▸ THE PROBLEM:
Format every line of the data below as a JSON list of strings, with one string per line and blank lines left out.

▸ GIVEN RECORDS:
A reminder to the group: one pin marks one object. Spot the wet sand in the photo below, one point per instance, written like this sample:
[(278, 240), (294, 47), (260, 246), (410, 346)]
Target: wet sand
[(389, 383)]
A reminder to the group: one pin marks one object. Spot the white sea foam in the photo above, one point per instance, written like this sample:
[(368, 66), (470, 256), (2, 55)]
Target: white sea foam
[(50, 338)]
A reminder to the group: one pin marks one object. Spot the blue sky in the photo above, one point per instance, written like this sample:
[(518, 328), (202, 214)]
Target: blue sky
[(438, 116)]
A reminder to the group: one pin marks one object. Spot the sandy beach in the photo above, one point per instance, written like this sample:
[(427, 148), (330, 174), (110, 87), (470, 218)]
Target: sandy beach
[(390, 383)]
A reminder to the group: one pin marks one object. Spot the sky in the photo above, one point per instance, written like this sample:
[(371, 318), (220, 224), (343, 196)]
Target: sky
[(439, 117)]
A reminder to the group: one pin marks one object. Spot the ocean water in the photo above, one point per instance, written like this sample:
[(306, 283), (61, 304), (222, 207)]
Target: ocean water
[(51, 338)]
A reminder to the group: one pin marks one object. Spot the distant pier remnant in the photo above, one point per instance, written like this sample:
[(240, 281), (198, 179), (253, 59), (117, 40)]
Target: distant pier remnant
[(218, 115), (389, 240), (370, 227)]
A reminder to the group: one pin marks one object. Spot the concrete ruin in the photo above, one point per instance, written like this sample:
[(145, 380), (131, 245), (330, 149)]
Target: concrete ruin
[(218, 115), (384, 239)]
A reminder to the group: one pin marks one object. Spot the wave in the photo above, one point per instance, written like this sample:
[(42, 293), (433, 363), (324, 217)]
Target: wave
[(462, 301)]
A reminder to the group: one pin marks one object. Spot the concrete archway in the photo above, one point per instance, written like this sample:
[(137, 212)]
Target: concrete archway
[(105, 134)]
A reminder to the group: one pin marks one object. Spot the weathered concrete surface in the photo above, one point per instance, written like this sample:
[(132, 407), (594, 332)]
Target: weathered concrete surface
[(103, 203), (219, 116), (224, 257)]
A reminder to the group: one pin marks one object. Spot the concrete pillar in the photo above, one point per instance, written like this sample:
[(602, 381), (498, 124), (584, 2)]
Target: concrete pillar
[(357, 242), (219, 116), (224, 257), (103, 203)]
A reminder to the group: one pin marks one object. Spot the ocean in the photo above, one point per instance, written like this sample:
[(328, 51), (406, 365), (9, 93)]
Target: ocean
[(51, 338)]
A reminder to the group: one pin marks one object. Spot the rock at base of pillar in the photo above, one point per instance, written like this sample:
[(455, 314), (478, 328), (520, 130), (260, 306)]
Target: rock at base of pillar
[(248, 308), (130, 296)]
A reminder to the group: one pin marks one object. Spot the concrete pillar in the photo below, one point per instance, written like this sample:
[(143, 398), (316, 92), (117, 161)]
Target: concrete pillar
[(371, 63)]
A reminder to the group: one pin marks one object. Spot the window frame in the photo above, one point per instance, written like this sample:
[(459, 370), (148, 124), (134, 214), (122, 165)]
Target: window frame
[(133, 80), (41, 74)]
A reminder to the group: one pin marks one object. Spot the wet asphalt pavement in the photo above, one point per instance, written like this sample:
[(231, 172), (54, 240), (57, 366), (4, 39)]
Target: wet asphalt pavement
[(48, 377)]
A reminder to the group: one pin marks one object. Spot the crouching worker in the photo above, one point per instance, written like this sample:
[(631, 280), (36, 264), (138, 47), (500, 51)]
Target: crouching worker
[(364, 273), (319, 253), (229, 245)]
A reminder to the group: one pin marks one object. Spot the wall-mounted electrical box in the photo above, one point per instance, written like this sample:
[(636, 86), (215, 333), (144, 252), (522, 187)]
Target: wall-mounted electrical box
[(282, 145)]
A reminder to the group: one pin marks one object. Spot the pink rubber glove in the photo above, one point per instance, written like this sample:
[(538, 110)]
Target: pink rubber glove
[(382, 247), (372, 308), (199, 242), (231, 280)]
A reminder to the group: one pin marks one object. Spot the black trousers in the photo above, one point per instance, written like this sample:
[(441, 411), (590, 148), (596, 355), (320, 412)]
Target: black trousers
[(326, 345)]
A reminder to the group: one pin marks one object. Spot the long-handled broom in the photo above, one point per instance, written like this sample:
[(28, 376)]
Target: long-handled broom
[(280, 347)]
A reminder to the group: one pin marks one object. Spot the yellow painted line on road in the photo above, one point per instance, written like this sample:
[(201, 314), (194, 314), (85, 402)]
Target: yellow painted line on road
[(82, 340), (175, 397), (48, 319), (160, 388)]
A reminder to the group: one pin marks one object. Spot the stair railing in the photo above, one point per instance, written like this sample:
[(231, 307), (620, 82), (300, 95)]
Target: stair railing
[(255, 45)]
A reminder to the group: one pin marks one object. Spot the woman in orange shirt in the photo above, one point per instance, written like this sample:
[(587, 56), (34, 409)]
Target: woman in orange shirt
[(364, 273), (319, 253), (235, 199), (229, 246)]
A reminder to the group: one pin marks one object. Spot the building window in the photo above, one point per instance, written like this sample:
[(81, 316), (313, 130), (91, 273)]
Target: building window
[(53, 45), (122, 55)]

▸ SOLUTION FOR THIS PROBLEM:
[
  "A reminder to the group: one pin marks one object. Spot the wet sand in the photo below, one point per instance, written like this sample:",
  "[(278, 240), (294, 47), (260, 246), (410, 346)]",
  "Target: wet sand",
  "[(389, 383)]",
  "A reminder to the group: one pin marks one object. Spot the white sea foam in the photo above, one point per instance, written like this sample:",
  "[(368, 66), (470, 256), (2, 55)]",
  "Target: white sea foam",
  "[(50, 338)]",
  "A reminder to the group: one pin marks one object. Spot the blue sky in the photo above, one point per instance, written like this sample:",
  "[(518, 328), (202, 214)]",
  "Target: blue sky",
  "[(438, 116)]",
  "A reminder to the group: one pin marks one object. Spot the sandy beach in the photo above, one point per instance, written like this sample:",
  "[(427, 148), (330, 174), (110, 87), (470, 218)]",
  "Target: sandy beach",
  "[(390, 383)]",
  "A reminder to the group: one pin marks one object. Spot the sky in the photo above, one point per instance, written like this sample:",
  "[(371, 318), (220, 224), (343, 196)]",
  "Target: sky",
  "[(439, 117)]",
  "A reminder to the group: one pin marks one object. Spot the ocean water in the photo above, one point per instance, written like this sample:",
  "[(306, 283), (61, 304), (222, 207)]",
  "Target: ocean water",
  "[(51, 338)]",
  "A reminder to the group: one pin marks one object. Spot the distant pier remnant in the photo above, one point per instance, written like this sample:",
  "[(240, 281), (198, 179), (253, 59), (117, 40)]",
  "Target: distant pier remnant",
  "[(218, 115), (389, 240), (370, 227)]",
  "A reminder to the group: one pin marks one object. Spot the concrete ruin in the photo above, one point per instance, written like this sample:",
  "[(145, 380), (131, 245), (330, 149)]",
  "Target: concrete ruin",
  "[(218, 115), (384, 239)]",
  "A reminder to the group: one pin marks one object. Spot the wave in the photo above, one point per instance, written like this sample:",
  "[(42, 293), (433, 363), (324, 217)]",
  "Target: wave",
  "[(462, 301)]",
  "A reminder to the group: one pin marks one object. Spot the concrete archway in the photo above, one point per instance, written like this sample:",
  "[(137, 212)]",
  "Target: concrete archway",
  "[(105, 134)]",
  "A reminder to the group: one pin marks one object. Spot the weathered concrete surface in the photo above, one point per instance, written like this sample:",
  "[(132, 407), (594, 332)]",
  "Target: weathered concrete surface",
  "[(103, 203), (219, 116), (224, 257)]",
  "A reminder to the group: one pin marks one object. Spot the concrete pillar in the photo above, one point per instance, written like this sample:",
  "[(602, 381), (498, 124), (584, 2)]",
  "Target: concrete pillar",
  "[(357, 242), (219, 116), (224, 257), (103, 203)]",
  "A reminder to the group: one pin marks one object. Spot the ocean in the photo above, one point per instance, written like this sample:",
  "[(328, 51), (406, 365), (9, 93)]",
  "Target: ocean",
  "[(51, 338)]",
  "A reminder to the group: one pin marks one object. Spot the rock at base of pillar in the photo above, one point per instance, written like this sample:",
  "[(455, 314), (478, 328), (520, 130), (260, 306)]",
  "Target: rock at base of pillar",
  "[(248, 308), (130, 296)]",
  "A reminder to the group: one pin marks one object. Spot the concrete pillar in the photo below, one point per instance, written like this sample:",
  "[(143, 398), (316, 92), (117, 161)]",
  "Target: concrete pillar",
  "[(371, 63)]",
  "A reminder to the group: one pin marks one object. Spot the window frame in the photo above, one point per instance, written like this sample:",
  "[(459, 370), (148, 124), (134, 214), (122, 165)]",
  "Target: window frame",
  "[(133, 80), (41, 74)]",
  "A reminder to the group: one pin marks one object. Spot the wet asphalt pavement in the photo above, one point per instance, written like this sample:",
  "[(231, 172), (54, 240), (57, 366), (4, 39)]",
  "Target: wet asphalt pavement",
  "[(48, 377)]",
  "A reminder to the group: one pin marks one object. Spot the crouching worker in the photo above, one point per instance, written like this sample:",
  "[(631, 280), (36, 264), (138, 47), (500, 51)]",
  "Target: crouching worker",
  "[(364, 273), (319, 253), (229, 245)]",
  "A reminder to the group: one pin marks one object. Spot the wall-mounted electrical box in the photo above, one point per instance, written like this sample:",
  "[(636, 86), (215, 333), (144, 252), (522, 187)]",
  "Target: wall-mounted electrical box",
  "[(282, 145)]",
  "A reminder to the group: one pin marks one object. Spot the pink rubber glove in the photo above, one point per instance, written like this sample:",
  "[(538, 110)]",
  "Target: pink rubber glove",
  "[(382, 247), (372, 308), (199, 242), (231, 280)]",
  "A reminder to the group: one pin marks one object. Spot the black trousers in the photo above, one point per instance, written like this sample:",
  "[(441, 411), (590, 148), (596, 355), (320, 412)]",
  "Target: black trousers",
  "[(326, 345)]",
  "A reminder to the group: one pin marks one object. Spot the long-handled broom in the photo above, one point per instance, written like this sample:",
  "[(28, 376)]",
  "Target: long-handled broom",
  "[(280, 347)]",
  "A reminder to the group: one pin marks one object. Spot the yellow painted line on road in the photo above, one point per instance, written like this sample:",
  "[(201, 314), (194, 314), (85, 402)]",
  "Target: yellow painted line on road",
  "[(82, 340), (175, 397), (48, 319), (160, 388)]",
  "A reminder to the group: one pin marks one object. Spot the stair railing in the photo above, one point per instance, written like this sample:",
  "[(231, 307), (620, 82), (300, 95)]",
  "Target: stair railing",
  "[(255, 45)]",
  "A reminder to the group: one pin marks one object. Spot the woman in orange shirt in the photo above, one point per instance, written like this sample:",
  "[(587, 56), (34, 409)]",
  "Target: woman in orange shirt",
  "[(364, 273), (319, 253), (235, 199), (229, 246)]",
  "A reminder to the group: one pin marks one object. Spot the building window in the photo above, one point per instance, written like this sample:",
  "[(81, 316), (313, 130), (91, 273)]",
  "Target: building window",
  "[(53, 45), (122, 55)]"
]